▶ Exercise details
Among the lines of the records below, copy those that hold the word "oviedo".

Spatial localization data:
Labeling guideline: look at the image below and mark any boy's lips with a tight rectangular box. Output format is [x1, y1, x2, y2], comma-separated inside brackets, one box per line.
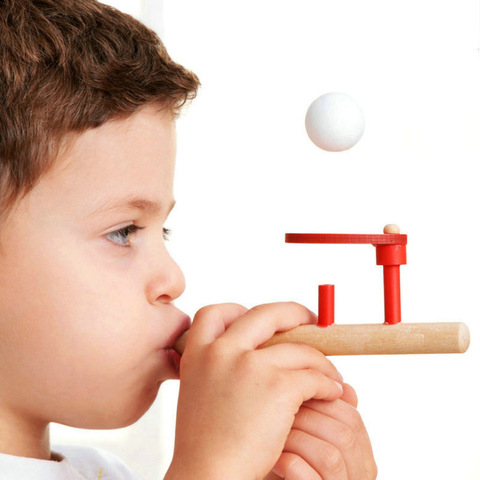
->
[156, 316, 190, 376]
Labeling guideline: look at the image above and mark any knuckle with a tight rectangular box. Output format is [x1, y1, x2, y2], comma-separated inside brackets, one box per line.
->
[336, 425, 357, 451]
[296, 406, 317, 425]
[203, 339, 229, 364]
[269, 371, 292, 397]
[247, 304, 266, 316]
[321, 445, 344, 474]
[251, 301, 306, 313]
[283, 300, 302, 308]
[281, 452, 303, 477]
[194, 303, 246, 322]
[268, 373, 304, 403]
[283, 300, 309, 314]
[349, 409, 366, 435]
[193, 304, 217, 321]
[237, 351, 259, 376]
[338, 403, 365, 435]
[235, 351, 274, 387]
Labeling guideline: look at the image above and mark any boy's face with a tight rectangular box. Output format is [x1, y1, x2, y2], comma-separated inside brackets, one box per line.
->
[0, 105, 189, 429]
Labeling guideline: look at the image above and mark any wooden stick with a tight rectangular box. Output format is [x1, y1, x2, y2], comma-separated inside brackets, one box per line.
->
[173, 322, 470, 356]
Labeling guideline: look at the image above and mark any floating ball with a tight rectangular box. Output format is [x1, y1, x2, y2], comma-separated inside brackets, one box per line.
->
[305, 92, 365, 152]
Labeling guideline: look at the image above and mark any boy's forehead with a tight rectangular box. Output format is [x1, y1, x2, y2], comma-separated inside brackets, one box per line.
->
[25, 106, 177, 219]
[69, 106, 176, 163]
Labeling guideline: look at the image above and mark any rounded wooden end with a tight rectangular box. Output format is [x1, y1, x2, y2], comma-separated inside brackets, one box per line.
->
[173, 330, 188, 355]
[457, 322, 470, 353]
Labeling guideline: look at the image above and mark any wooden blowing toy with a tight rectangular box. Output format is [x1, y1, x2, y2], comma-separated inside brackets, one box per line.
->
[174, 225, 470, 356]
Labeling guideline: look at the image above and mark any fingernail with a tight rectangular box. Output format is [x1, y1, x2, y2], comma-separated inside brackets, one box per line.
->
[335, 381, 344, 393]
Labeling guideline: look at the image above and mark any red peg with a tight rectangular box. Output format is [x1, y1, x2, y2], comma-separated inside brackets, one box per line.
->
[318, 285, 334, 327]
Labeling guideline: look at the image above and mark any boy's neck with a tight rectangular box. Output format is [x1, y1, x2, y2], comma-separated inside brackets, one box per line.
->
[0, 408, 51, 460]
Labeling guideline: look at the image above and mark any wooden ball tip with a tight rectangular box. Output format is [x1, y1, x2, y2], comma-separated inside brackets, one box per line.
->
[383, 224, 400, 234]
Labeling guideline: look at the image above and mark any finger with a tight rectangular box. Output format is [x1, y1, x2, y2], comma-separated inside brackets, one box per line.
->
[273, 452, 323, 480]
[300, 399, 367, 438]
[221, 302, 317, 350]
[340, 383, 358, 408]
[256, 343, 343, 383]
[282, 429, 348, 480]
[293, 403, 376, 479]
[186, 303, 248, 350]
[286, 369, 344, 403]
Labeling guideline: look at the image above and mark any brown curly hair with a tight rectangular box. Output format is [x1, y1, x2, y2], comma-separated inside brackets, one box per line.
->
[0, 0, 199, 216]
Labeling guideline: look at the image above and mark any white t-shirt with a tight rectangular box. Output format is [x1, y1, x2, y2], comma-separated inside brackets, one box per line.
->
[0, 444, 142, 480]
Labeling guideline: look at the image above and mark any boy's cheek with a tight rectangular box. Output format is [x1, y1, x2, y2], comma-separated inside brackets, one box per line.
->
[0, 210, 160, 385]
[1, 230, 145, 361]
[0, 265, 155, 426]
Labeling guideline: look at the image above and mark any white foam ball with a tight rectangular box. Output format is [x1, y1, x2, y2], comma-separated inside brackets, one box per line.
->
[305, 92, 365, 152]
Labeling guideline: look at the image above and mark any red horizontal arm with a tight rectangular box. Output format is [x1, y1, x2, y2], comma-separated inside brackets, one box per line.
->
[285, 233, 407, 245]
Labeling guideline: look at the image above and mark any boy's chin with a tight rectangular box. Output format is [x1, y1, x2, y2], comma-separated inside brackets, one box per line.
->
[59, 383, 162, 430]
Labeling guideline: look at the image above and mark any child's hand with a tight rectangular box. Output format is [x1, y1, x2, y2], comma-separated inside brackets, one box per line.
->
[166, 302, 345, 480]
[267, 384, 377, 480]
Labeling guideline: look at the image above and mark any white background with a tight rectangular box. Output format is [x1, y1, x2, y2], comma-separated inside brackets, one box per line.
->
[52, 1, 480, 479]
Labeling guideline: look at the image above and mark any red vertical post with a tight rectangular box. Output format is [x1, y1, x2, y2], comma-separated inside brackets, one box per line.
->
[318, 284, 335, 327]
[383, 265, 401, 324]
[376, 244, 406, 325]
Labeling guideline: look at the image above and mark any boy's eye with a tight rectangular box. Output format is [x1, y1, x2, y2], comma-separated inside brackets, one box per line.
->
[105, 224, 145, 247]
[105, 225, 172, 247]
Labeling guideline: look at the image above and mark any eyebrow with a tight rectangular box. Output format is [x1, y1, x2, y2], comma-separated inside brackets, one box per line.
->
[88, 195, 176, 219]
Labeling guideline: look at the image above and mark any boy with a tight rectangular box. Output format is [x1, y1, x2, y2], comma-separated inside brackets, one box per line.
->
[0, 1, 376, 479]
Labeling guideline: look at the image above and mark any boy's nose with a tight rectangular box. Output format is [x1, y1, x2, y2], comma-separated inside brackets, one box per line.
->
[145, 254, 186, 305]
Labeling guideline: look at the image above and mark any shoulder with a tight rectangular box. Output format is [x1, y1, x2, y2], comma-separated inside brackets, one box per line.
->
[52, 444, 142, 480]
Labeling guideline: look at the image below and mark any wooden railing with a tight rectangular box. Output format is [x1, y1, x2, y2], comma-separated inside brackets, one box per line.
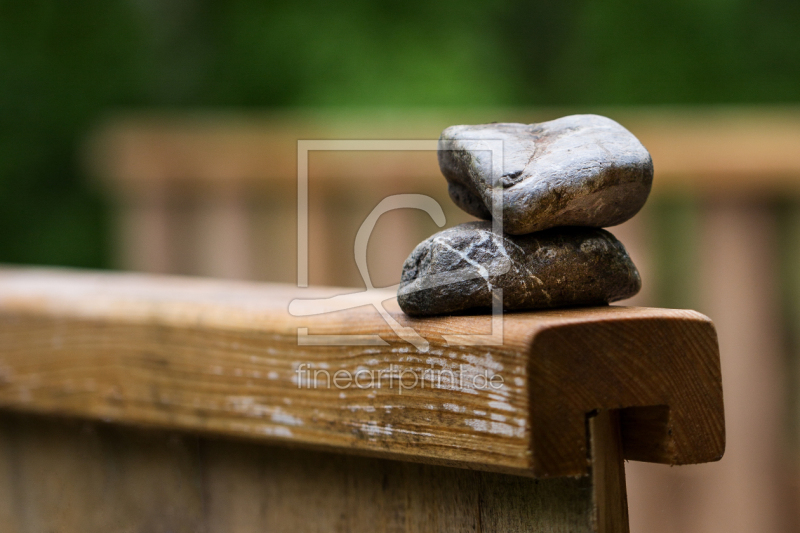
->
[0, 267, 724, 532]
[82, 107, 800, 532]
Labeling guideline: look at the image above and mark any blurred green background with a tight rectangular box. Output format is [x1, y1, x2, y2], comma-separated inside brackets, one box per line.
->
[1, 0, 799, 268]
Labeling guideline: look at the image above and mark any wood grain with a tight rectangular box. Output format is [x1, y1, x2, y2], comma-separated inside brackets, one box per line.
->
[0, 267, 724, 478]
[0, 409, 628, 532]
[591, 410, 629, 533]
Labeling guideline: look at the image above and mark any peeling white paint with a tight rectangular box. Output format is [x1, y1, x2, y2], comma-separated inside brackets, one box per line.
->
[361, 422, 393, 437]
[263, 426, 293, 438]
[271, 409, 303, 426]
[466, 418, 524, 438]
[348, 405, 376, 413]
[465, 419, 488, 432]
[443, 403, 466, 413]
[489, 401, 516, 412]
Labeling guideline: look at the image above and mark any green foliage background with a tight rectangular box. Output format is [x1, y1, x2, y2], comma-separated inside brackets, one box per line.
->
[1, 0, 799, 268]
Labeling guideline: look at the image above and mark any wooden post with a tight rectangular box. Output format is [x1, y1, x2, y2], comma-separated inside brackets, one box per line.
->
[114, 185, 173, 274]
[0, 267, 725, 532]
[194, 186, 253, 280]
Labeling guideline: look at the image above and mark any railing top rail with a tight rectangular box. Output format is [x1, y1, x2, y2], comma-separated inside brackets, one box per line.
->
[85, 107, 800, 195]
[0, 267, 724, 478]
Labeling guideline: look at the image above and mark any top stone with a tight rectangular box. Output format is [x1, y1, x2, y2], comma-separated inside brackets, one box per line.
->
[438, 114, 653, 234]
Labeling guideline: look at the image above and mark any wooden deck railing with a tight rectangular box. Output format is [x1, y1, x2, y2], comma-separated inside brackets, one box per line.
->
[81, 107, 800, 532]
[0, 267, 724, 532]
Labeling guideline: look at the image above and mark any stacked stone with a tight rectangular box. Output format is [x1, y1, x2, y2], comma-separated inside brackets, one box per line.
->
[397, 115, 653, 316]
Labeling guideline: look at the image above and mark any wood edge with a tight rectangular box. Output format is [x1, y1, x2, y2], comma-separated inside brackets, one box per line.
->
[0, 405, 539, 479]
[527, 311, 725, 478]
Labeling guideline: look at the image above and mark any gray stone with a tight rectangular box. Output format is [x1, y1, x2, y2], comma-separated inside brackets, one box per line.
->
[397, 222, 640, 316]
[438, 114, 653, 234]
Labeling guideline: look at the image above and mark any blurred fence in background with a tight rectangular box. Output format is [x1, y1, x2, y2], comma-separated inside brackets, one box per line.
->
[86, 107, 800, 533]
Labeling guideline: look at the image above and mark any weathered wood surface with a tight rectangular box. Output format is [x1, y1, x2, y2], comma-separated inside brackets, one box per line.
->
[0, 409, 627, 533]
[0, 267, 724, 478]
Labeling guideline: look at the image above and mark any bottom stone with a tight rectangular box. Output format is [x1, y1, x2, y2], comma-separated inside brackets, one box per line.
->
[397, 221, 641, 316]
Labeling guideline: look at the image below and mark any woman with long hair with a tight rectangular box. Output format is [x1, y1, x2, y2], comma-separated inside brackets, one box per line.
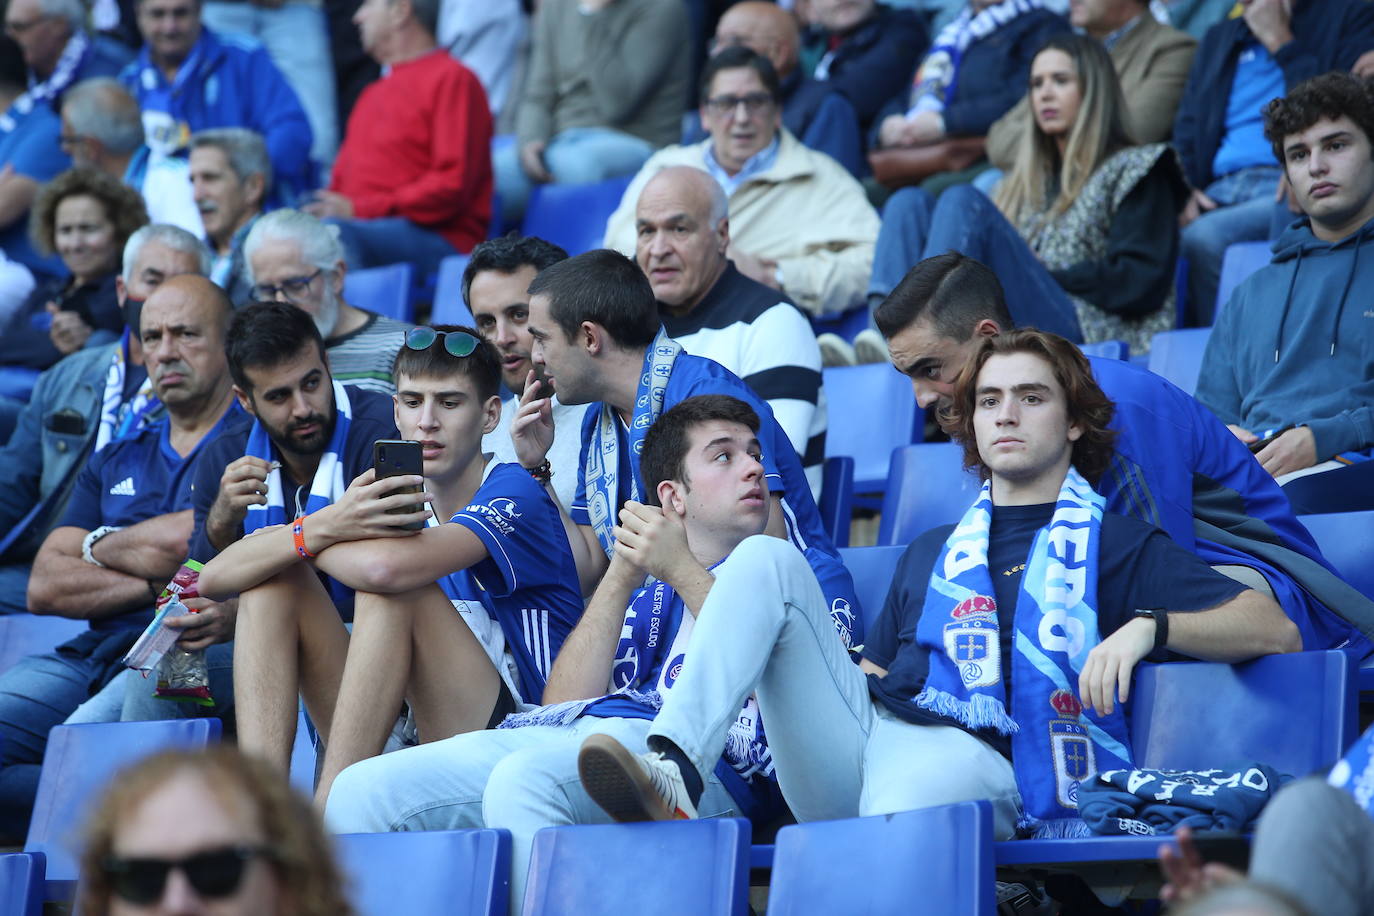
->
[861, 34, 1186, 360]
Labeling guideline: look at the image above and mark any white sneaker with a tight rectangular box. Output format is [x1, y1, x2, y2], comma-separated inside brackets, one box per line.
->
[817, 332, 857, 367]
[578, 734, 699, 821]
[853, 328, 889, 365]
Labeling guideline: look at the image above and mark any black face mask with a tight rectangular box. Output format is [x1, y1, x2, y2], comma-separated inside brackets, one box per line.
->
[122, 296, 145, 335]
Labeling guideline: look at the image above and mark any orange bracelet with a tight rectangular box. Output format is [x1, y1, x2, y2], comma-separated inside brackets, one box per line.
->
[292, 514, 315, 559]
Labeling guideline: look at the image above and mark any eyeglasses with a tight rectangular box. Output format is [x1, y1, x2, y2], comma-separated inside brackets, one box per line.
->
[704, 92, 774, 117]
[103, 846, 274, 904]
[405, 326, 480, 357]
[249, 269, 323, 303]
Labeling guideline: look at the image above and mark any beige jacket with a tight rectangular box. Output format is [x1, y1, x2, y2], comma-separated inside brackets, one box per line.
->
[987, 14, 1197, 170]
[603, 130, 880, 317]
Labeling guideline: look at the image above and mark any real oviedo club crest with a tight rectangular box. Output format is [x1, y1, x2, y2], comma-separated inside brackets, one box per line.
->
[943, 595, 999, 689]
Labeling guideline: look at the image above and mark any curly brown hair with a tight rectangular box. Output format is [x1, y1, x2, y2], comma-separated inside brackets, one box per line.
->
[937, 328, 1118, 486]
[76, 746, 355, 916]
[1263, 71, 1374, 165]
[28, 167, 149, 259]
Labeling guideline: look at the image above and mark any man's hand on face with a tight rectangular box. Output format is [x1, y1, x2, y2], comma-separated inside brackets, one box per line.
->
[510, 370, 555, 469]
[1078, 615, 1155, 716]
[612, 500, 698, 587]
[306, 468, 431, 550]
[166, 596, 237, 649]
[1254, 425, 1317, 479]
[1241, 0, 1293, 54]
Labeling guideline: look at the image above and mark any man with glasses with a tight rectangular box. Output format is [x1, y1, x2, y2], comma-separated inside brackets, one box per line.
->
[604, 47, 878, 320]
[244, 209, 410, 394]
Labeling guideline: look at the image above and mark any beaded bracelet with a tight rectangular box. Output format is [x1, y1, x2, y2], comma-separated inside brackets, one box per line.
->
[293, 514, 315, 559]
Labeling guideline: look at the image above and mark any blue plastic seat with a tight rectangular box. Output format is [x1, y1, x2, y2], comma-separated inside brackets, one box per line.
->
[1215, 240, 1271, 320]
[819, 456, 853, 548]
[823, 364, 922, 496]
[1077, 340, 1128, 361]
[766, 802, 995, 916]
[996, 650, 1356, 870]
[522, 819, 750, 916]
[431, 254, 476, 326]
[0, 615, 88, 678]
[876, 442, 981, 546]
[520, 176, 632, 256]
[1147, 327, 1212, 395]
[1300, 511, 1374, 602]
[27, 720, 222, 899]
[343, 262, 415, 323]
[838, 545, 905, 637]
[0, 853, 44, 916]
[336, 829, 510, 916]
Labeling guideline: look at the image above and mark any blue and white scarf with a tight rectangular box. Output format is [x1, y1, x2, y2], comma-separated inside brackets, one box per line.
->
[136, 37, 208, 156]
[0, 31, 90, 134]
[1328, 723, 1374, 819]
[243, 380, 353, 534]
[95, 329, 161, 452]
[916, 467, 1133, 837]
[907, 0, 1058, 116]
[583, 330, 681, 556]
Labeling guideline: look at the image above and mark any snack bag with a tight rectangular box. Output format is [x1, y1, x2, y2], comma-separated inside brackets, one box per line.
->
[120, 560, 215, 706]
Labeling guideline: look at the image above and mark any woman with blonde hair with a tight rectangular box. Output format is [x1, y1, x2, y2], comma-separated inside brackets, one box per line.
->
[860, 34, 1186, 360]
[76, 747, 353, 916]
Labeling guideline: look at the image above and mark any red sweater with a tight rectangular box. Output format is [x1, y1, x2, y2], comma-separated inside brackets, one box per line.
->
[330, 51, 492, 253]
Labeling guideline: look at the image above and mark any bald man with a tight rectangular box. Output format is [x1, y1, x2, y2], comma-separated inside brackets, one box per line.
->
[0, 274, 241, 841]
[633, 165, 826, 493]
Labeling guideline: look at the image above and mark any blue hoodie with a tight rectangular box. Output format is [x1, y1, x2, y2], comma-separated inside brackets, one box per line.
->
[1196, 216, 1374, 463]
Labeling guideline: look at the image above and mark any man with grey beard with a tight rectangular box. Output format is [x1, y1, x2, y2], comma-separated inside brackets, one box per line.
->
[243, 209, 410, 394]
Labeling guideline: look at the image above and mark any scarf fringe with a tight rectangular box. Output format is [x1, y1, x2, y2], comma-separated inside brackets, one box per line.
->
[497, 688, 665, 731]
[1019, 814, 1094, 839]
[914, 686, 1019, 736]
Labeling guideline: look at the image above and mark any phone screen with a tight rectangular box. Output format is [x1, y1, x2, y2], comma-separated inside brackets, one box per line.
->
[372, 439, 425, 531]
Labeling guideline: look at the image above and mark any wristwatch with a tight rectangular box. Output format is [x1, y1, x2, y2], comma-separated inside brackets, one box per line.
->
[81, 525, 122, 567]
[1133, 608, 1169, 653]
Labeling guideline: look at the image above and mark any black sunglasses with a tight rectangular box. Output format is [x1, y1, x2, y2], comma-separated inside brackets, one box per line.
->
[405, 326, 480, 358]
[104, 846, 274, 904]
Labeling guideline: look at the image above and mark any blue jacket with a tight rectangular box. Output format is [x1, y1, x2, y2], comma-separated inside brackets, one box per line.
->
[120, 28, 314, 201]
[1093, 356, 1374, 657]
[1171, 0, 1374, 189]
[1196, 216, 1374, 464]
[803, 4, 929, 130]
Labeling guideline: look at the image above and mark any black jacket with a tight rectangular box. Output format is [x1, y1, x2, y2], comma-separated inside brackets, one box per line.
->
[802, 4, 929, 129]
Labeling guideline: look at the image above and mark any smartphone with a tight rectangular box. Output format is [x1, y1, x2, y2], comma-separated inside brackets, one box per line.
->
[1247, 426, 1293, 454]
[372, 439, 425, 531]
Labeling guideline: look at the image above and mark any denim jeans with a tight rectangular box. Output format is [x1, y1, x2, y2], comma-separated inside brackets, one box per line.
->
[493, 127, 654, 225]
[649, 536, 1022, 838]
[1180, 165, 1285, 325]
[202, 1, 339, 171]
[0, 565, 30, 616]
[868, 184, 1083, 342]
[327, 216, 459, 278]
[64, 642, 236, 734]
[324, 714, 741, 913]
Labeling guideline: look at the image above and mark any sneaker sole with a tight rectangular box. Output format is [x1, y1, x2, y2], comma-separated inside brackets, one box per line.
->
[578, 735, 680, 822]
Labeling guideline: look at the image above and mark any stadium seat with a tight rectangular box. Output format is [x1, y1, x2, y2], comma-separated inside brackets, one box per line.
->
[809, 304, 868, 345]
[766, 802, 995, 916]
[431, 255, 476, 326]
[1077, 340, 1128, 360]
[838, 545, 904, 636]
[823, 364, 922, 496]
[520, 176, 633, 256]
[1147, 327, 1212, 395]
[0, 853, 44, 916]
[876, 442, 981, 546]
[1215, 241, 1271, 320]
[819, 456, 853, 549]
[336, 829, 511, 916]
[0, 615, 88, 678]
[522, 819, 751, 916]
[996, 650, 1356, 874]
[1300, 511, 1374, 603]
[27, 719, 222, 899]
[344, 262, 415, 323]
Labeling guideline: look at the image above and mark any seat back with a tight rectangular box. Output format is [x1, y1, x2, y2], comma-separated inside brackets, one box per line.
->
[766, 802, 995, 916]
[822, 364, 922, 494]
[336, 829, 510, 916]
[27, 720, 222, 894]
[1215, 241, 1271, 319]
[1130, 650, 1355, 777]
[819, 456, 854, 549]
[431, 255, 476, 326]
[1147, 327, 1212, 395]
[839, 546, 906, 637]
[877, 442, 980, 546]
[1299, 511, 1374, 602]
[520, 176, 633, 256]
[1078, 340, 1128, 361]
[0, 853, 44, 916]
[344, 262, 415, 323]
[522, 819, 750, 916]
[0, 615, 87, 678]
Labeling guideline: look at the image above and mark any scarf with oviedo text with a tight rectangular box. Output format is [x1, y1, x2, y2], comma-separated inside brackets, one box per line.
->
[243, 379, 352, 534]
[583, 329, 681, 556]
[915, 467, 1133, 837]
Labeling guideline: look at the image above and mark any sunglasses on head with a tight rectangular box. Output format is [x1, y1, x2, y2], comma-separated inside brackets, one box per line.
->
[104, 845, 274, 905]
[404, 326, 480, 358]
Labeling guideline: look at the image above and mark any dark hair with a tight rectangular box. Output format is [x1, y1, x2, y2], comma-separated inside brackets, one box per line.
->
[875, 252, 1015, 341]
[1264, 71, 1374, 164]
[30, 168, 150, 259]
[391, 324, 502, 400]
[640, 395, 761, 508]
[526, 249, 660, 348]
[461, 235, 569, 308]
[938, 328, 1117, 485]
[699, 45, 782, 106]
[226, 300, 327, 392]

▶ Problem solution
Labeling guideline: look at the image above and mark any real oviedo club crest with a tight rectangular box. Output format is [x1, y1, x2, y2], comma-separated inside brackets, one box per line.
Labeling guideline: look at the image above and mark any scarf with oviedo text with a tight rectangular box. Output format is [x1, y1, x2, y2], comma-separated inside brackets, one box per line.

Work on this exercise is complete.